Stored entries
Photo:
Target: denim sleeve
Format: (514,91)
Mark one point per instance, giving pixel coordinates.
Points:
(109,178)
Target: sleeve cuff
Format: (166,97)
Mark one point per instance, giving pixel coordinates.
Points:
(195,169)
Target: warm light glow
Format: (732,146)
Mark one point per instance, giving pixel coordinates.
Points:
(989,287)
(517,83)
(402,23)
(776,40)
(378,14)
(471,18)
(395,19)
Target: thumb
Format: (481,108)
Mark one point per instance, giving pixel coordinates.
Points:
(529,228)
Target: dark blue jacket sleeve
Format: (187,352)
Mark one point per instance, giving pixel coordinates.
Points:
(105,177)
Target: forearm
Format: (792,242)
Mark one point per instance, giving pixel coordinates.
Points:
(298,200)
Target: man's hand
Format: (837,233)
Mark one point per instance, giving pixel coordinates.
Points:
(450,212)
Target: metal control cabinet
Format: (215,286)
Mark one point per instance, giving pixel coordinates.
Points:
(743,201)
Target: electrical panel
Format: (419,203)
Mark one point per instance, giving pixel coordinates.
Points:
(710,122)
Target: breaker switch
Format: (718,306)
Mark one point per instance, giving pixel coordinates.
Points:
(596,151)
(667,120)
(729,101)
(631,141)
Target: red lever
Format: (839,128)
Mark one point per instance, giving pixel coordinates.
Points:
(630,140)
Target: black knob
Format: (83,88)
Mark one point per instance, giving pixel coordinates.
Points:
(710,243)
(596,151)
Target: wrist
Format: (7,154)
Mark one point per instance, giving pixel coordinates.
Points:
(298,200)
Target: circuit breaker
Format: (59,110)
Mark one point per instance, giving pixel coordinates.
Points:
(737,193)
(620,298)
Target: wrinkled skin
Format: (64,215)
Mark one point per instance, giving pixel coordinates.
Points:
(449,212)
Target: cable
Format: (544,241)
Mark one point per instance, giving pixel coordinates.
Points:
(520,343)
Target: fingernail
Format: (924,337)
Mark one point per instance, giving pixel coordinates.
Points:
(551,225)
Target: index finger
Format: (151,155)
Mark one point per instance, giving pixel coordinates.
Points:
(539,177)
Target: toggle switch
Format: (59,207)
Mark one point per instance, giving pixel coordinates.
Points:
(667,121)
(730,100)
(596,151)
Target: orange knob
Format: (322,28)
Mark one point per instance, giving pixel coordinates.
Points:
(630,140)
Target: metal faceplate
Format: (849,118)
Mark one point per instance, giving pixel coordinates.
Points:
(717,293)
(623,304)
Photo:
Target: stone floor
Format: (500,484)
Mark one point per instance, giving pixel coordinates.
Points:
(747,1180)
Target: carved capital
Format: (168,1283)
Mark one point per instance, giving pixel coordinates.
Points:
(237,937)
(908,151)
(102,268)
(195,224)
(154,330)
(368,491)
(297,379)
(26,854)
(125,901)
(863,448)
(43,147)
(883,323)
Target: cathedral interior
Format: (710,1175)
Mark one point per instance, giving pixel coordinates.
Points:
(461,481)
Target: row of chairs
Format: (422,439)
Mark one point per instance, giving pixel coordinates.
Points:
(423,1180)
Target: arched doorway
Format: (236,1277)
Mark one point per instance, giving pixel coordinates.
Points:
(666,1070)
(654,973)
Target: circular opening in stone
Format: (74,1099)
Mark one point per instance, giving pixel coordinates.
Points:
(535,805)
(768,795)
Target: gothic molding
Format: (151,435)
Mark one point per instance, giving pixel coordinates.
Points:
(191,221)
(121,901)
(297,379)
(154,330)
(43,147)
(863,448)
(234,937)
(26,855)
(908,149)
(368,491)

§ **Aim of the exercise**: Transcribe the records above from the line holding "Format: (64,215)" down to the line holding "Target: cathedral interior", inclusive, without adding anything.

§ **Output for this exercise**:
Format: (64,215)
Mark one point per instance, giving pixel coordinates.
Points:
(449,212)
Target: cable
Format: (544,241)
Mark one point per instance, giving pixel coordinates.
Points:
(520,343)
Target: fingernail
Format: (924,337)
Mark one point per instance, giving pixel coordinates.
Points:
(551,225)
Target: index finger
Format: (151,155)
Mark one point per instance, giving pixel coordinates.
Points:
(539,177)
Target: toggle switch
Format: (59,207)
Mark one point per instance, giving pixel coordinates.
Points:
(667,121)
(730,100)
(596,151)
Target: orange knob
Format: (322,28)
Mark one point per instance, giving pixel coordinates.
Points:
(630,140)
Target: metal faceplate
Format: (849,118)
Mark one point per instance, giving pixel coordinates.
Points:
(717,293)
(623,304)
Photo:
Target: stone floor
Format: (500,484)
Mark one point per instance, giving pixel coordinates.
Points:
(747,1180)
Target: carved capital
Format: (168,1283)
Mark one point per instance, giving pixel coordinates.
Points:
(237,937)
(908,151)
(102,268)
(195,224)
(154,330)
(368,491)
(297,379)
(26,854)
(125,901)
(863,448)
(43,147)
(883,323)
Target: cathedral interior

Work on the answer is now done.